» 挑战
请重新写出从包含“Query: embroidered crest”的那一行开始、到包含“Query: logo on jacket”的那一行结束的所有行，查询行也一并保留。只处理这些行，并将答案中的每个坐标数值都增加130。
··· 所给数据 ···
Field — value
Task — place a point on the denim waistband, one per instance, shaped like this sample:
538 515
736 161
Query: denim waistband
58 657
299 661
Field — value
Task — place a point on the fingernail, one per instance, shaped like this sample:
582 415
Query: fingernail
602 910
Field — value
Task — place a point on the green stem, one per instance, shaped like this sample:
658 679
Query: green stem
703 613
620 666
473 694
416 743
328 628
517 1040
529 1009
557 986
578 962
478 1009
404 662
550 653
···
··· 所给数据 ···
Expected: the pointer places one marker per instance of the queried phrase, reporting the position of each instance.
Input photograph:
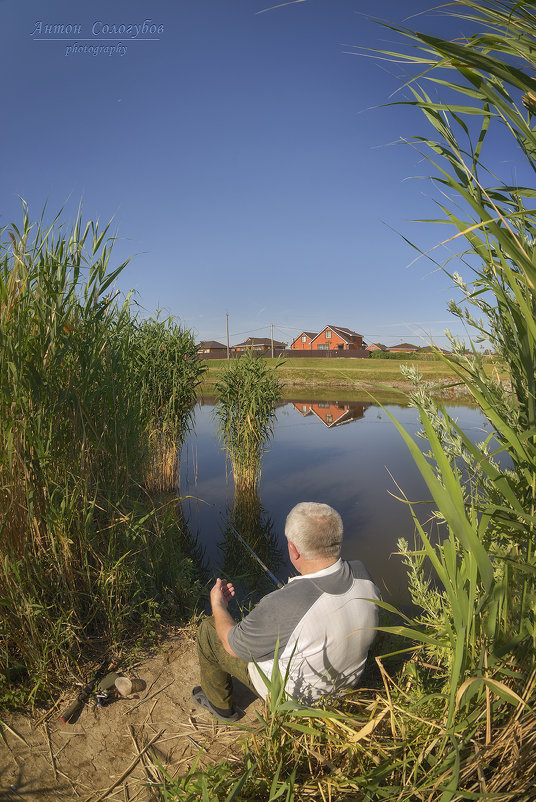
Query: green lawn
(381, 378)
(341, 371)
···
··· 所给数据 ···
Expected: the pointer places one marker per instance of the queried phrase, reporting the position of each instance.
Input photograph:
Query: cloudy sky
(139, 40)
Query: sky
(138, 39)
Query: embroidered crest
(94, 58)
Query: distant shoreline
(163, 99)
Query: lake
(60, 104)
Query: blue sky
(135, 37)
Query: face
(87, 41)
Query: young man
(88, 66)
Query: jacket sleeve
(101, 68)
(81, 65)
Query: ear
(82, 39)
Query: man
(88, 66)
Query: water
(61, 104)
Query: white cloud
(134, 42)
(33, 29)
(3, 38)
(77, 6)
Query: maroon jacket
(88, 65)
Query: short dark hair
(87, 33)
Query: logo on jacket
···
» 本题输出
Query: embroidered crest
(224, 188)
Query: distant shoreline
(293, 229)
Query: lake
(190, 234)
Query: blue sky
(265, 167)
Query: face
(217, 171)
Query: young man
(218, 196)
Query: jacket sleeve
(231, 198)
(211, 195)
Query: ear
(212, 169)
Query: man
(218, 196)
Query: water
(191, 234)
Query: white cloud
(264, 172)
(163, 159)
(133, 168)
(207, 136)
Query: maroon jacket
(218, 195)
Query: short dark hair
(217, 163)
Query: logo on jacket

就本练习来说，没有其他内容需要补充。